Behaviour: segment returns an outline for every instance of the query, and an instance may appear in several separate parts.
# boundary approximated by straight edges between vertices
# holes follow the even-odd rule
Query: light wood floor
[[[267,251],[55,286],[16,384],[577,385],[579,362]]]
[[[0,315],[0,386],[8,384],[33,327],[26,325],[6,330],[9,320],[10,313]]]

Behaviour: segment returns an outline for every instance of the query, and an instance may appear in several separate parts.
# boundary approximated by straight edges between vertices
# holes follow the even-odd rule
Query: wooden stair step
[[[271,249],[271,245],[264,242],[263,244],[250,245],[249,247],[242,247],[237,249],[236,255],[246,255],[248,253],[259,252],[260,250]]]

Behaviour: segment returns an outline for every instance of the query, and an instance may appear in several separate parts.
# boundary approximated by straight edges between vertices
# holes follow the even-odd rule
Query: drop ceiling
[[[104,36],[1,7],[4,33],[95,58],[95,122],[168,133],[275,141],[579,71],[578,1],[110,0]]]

Your objective: From the start of the records through the line containing "[[[267,251],[55,286],[16,384],[577,385],[579,362]]]", swap "light wood floor" for "pale oak floor" and write those lines out again with nothing else altered.

Written solution:
Behaviour: segment returns an outline for every instance of the query, and an instance may appear in several separate parts.
# boundary approximated by straight edges between vertices
# holes follow the even-odd rule
Query: pale oak floor
[[[267,251],[55,286],[16,384],[577,385],[579,362]]]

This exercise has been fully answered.